▶ SHORT PROBLEM:
Render every line of the items below as a Markdown table with two columns, Row for the line's number and Line for its text. Leave out blank lines.

▶ EXERCISE INPUTS:

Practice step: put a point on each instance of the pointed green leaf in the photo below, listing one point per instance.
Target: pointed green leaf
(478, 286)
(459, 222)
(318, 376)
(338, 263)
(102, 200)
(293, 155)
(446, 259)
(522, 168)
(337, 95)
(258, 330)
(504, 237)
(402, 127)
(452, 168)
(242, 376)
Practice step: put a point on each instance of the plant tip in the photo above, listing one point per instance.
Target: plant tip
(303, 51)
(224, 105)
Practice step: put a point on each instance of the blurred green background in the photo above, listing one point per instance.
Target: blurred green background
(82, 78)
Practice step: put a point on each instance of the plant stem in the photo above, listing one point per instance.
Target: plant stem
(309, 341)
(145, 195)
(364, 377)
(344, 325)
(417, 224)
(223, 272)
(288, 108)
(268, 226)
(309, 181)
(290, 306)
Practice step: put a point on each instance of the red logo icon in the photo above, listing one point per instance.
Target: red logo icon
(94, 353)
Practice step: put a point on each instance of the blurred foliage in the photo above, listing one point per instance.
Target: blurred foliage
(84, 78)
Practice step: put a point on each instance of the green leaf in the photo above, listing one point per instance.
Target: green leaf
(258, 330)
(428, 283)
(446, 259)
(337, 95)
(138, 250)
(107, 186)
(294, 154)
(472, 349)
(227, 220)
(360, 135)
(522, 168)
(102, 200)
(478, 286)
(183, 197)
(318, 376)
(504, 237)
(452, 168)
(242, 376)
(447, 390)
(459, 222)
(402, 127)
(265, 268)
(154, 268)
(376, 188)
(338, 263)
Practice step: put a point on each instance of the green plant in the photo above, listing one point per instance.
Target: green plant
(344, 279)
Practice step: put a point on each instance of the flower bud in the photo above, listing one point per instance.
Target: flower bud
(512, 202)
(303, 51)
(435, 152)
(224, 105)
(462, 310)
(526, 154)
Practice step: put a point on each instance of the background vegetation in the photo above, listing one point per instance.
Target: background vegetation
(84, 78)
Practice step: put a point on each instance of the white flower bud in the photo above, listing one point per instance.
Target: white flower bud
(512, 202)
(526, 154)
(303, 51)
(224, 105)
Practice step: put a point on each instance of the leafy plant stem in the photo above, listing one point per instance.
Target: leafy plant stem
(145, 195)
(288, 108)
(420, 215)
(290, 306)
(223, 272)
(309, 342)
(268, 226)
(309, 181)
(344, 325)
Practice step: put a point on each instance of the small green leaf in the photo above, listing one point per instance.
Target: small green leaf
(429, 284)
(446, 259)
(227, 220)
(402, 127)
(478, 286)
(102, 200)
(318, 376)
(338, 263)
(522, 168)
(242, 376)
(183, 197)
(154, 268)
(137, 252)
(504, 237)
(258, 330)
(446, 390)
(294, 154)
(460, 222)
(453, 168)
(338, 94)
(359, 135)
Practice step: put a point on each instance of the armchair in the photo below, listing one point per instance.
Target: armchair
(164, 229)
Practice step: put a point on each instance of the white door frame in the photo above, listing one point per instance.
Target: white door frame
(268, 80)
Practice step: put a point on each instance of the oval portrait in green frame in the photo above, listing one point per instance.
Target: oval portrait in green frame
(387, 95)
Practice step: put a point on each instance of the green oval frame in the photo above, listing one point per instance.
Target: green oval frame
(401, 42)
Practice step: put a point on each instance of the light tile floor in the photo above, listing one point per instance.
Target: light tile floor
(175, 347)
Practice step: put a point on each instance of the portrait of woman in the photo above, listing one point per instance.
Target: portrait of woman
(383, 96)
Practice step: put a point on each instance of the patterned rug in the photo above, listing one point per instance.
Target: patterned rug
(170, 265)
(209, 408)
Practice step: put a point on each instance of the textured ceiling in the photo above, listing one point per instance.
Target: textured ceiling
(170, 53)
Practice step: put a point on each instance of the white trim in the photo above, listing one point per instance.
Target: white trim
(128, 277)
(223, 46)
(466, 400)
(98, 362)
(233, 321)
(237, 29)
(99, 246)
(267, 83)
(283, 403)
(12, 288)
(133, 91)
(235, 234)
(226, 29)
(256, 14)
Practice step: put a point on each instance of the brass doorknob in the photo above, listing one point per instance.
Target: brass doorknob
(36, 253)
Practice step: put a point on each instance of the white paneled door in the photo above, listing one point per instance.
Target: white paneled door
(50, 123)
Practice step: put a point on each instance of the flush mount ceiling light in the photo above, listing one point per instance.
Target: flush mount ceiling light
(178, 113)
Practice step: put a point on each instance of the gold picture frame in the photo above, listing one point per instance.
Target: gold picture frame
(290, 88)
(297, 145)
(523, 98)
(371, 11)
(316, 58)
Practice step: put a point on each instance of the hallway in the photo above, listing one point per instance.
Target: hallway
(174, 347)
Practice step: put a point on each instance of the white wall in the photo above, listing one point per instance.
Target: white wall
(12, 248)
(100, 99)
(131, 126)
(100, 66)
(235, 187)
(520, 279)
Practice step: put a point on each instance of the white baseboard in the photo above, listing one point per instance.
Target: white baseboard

▶ SOLUTION TO THIS PROBLEM:
| Row | Line |
|---|---|
| 1 | Practice step: put a point on each instance of the pointed green leaf in the photo below, listing one point per instance. |
| 2 | Target: pointed green leaf |
| 3 | (478, 286) |
| 4 | (459, 222) |
| 5 | (318, 376) |
| 6 | (338, 263) |
| 7 | (102, 200) |
| 8 | (293, 155) |
| 9 | (446, 259) |
| 10 | (522, 168) |
| 11 | (337, 95) |
| 12 | (258, 330) |
| 13 | (504, 237) |
| 14 | (402, 127) |
| 15 | (452, 168) |
| 16 | (242, 376) |
| 17 | Practice step: put a point on each instance of the plant tip in the photo above, listing one point per instance. |
| 18 | Target: plant tip |
| 19 | (303, 51) |
| 20 | (224, 105) |
| 21 | Practice step: put a point on each instance of the blurred green background in the photo above, listing one point per instance. |
| 22 | Target: blurred green background |
| 23 | (82, 78) |
| 24 | Practice step: put a point on each instance of the plant stem in the photo above, listing one point per instance. |
| 25 | Target: plant stem |
| 26 | (309, 341) |
| 27 | (145, 195) |
| 28 | (364, 377) |
| 29 | (344, 325) |
| 30 | (417, 224) |
| 31 | (223, 272) |
| 32 | (288, 108) |
| 33 | (268, 226) |
| 34 | (309, 181) |
| 35 | (290, 306) |
| 36 | Practice step: put a point on each instance of the red logo icon in the photo above, listing one point per instance. |
| 37 | Target: red logo icon |
| 38 | (94, 353) |
| 39 | Practice step: put a point on each instance of the blurred foliage in the photo above, listing one point per instance. |
| 40 | Target: blurred foliage |
| 41 | (84, 78) |
| 42 | Practice step: put a point on each instance of the green leaf in the photo above, listing one point per instance. |
| 43 | Target: green leaf |
| 44 | (258, 330) |
| 45 | (428, 283) |
| 46 | (446, 259) |
| 47 | (337, 95) |
| 48 | (138, 250) |
| 49 | (107, 186) |
| 50 | (294, 154) |
| 51 | (472, 349) |
| 52 | (227, 220) |
| 53 | (360, 135) |
| 54 | (522, 168) |
| 55 | (102, 200) |
| 56 | (478, 286) |
| 57 | (183, 197) |
| 58 | (318, 376) |
| 59 | (504, 237) |
| 60 | (452, 168) |
| 61 | (242, 376) |
| 62 | (447, 390) |
| 63 | (459, 222) |
| 64 | (402, 127) |
| 65 | (265, 268) |
| 66 | (154, 268) |
| 67 | (376, 188) |
| 68 | (338, 263) |
| 69 | Practice step: put a point on each instance of the green plant in the photo above, listing one point per instance. |
| 70 | Target: green plant |
| 71 | (344, 279) |
| 72 | Practice step: put a point on each instance of the flower bud in the photo above, listing one point per instance. |
| 73 | Target: flower bud |
| 74 | (512, 202) |
| 75 | (303, 51) |
| 76 | (435, 152) |
| 77 | (224, 105) |
| 78 | (462, 310) |
| 79 | (526, 154) |
| 80 | Practice step: put a point on each instance of the background vegetation in the photo above, listing one point per instance. |
| 81 | Target: background vegetation |
| 82 | (84, 78) |
| 83 | Practice step: put a point on each instance of the white flower bud in the photo above, listing one point per instance. |
| 84 | Target: white flower bud |
| 85 | (512, 202) |
| 86 | (526, 154) |
| 87 | (303, 51) |
| 88 | (224, 105) |
| 89 | Practice step: put a point on each instance of the leafy plant stem in the photo above, listing one point per instance. |
| 90 | Target: leafy plant stem |
| 91 | (145, 195) |
| 92 | (288, 108) |
| 93 | (420, 215) |
| 94 | (290, 306) |
| 95 | (223, 272) |
| 96 | (309, 342) |
| 97 | (268, 226) |
| 98 | (309, 181) |
| 99 | (344, 325) |
| 100 | Practice step: put a point on each instance of the small green leaf in the photo above, listing one point per instance. |
| 101 | Target: small green leaf |
| 102 | (429, 284) |
| 103 | (446, 259) |
| 104 | (227, 220) |
| 105 | (402, 127) |
| 106 | (478, 286) |
| 107 | (102, 200) |
| 108 | (318, 376) |
| 109 | (338, 263) |
| 110 | (522, 168) |
| 111 | (242, 376) |
| 112 | (183, 197) |
| 113 | (154, 268) |
| 114 | (137, 252) |
| 115 | (504, 237) |
| 116 | (258, 330) |
| 117 | (446, 390) |
| 118 | (294, 154) |
| 119 | (460, 222) |
| 120 | (453, 168) |
| 121 | (338, 94) |
| 122 | (359, 135) |
| 123 | Practice step: put a point on each instance of the armchair in the photo below, listing one point per instance. |
| 124 | Target: armchair |
| 125 | (164, 229) |
| 126 | Practice step: put a point on each instance of the white door frame in the photo above, listing one point per instance. |
| 127 | Target: white door frame |
| 128 | (268, 80) |
| 129 | Practice step: put a point on each instance of the oval portrait in green frame in the photo above, listing one point per instance. |
| 130 | Target: oval portrait in green frame |
| 131 | (387, 95) |
| 132 | Practice step: put a point on each instance of the green oval frame in the photo above, listing one point per instance. |
| 133 | Target: green oval frame |
| 134 | (401, 42) |
| 135 | Practice step: put a point on each instance of the light tile floor in the photo above, listing one point per instance. |
| 136 | Target: light tile floor |
| 137 | (175, 347) |
| 138 | Practice step: put a point on each instance of the portrait of woman in the photo above, listing one point per instance. |
| 139 | Target: portrait of woman |
| 140 | (383, 96) |
| 141 | Practice step: put a point on each instance of the patterned rug in the photo above, listing one point per instance. |
| 142 | Target: patterned rug |
| 143 | (170, 265) |
| 144 | (209, 408) |
| 145 | Practice step: put a point on each instance of the textured ceiling in the photo above, listing one point per instance. |
| 146 | Target: textured ceiling |
| 147 | (170, 53) |
| 148 | Practice step: put a point on each instance of the white trim in the photo above, listing one point per instance. |
| 149 | Target: white trim |
| 150 | (128, 277) |
| 151 | (223, 46) |
| 152 | (466, 400) |
| 153 | (98, 362) |
| 154 | (233, 321) |
| 155 | (237, 29) |
| 156 | (99, 246) |
| 157 | (267, 83) |
| 158 | (283, 403) |
| 159 | (12, 288) |
| 160 | (133, 91) |
| 161 | (235, 234) |
| 162 | (226, 29) |
| 163 | (256, 14) |
| 164 | Practice step: put a point on each instance of the brass doorknob in the photo above, listing one point per instance. |
| 165 | Target: brass doorknob |
| 166 | (36, 253) |
| 167 | Practice step: put a point on each instance of the white paneled door in the photo above, listing one point per instance. |
| 168 | Target: white paneled door |
| 169 | (50, 123) |
| 170 | Practice step: put a point on each instance of the flush mount ceiling light in the photo above, listing one point per instance. |
| 171 | Target: flush mount ceiling light |
| 172 | (178, 113) |
| 173 | Practice step: put a point on each instance of the gold picture frame in the photo above, listing one point per instance. |
| 174 | Target: gold picture frame |
| 175 | (290, 88) |
| 176 | (297, 145) |
| 177 | (523, 98) |
| 178 | (371, 11) |
| 179 | (316, 58) |
| 180 | Practice step: put a point on each instance of the hallway in the photo above, listing one point per instance. |
| 181 | Target: hallway |
| 182 | (174, 347) |
| 183 | Practice step: put a point on each instance of the white wall in the photo above, listing one point per instance. |
| 184 | Target: white wall |
| 185 | (12, 248) |
| 186 | (100, 99) |
| 187 | (131, 126) |
| 188 | (100, 66) |
| 189 | (235, 187) |
| 190 | (520, 279) |
| 191 | Practice step: put a point on each instance of the white baseboard in the photo above, listing one point per instance. |
| 192 | Target: white baseboard |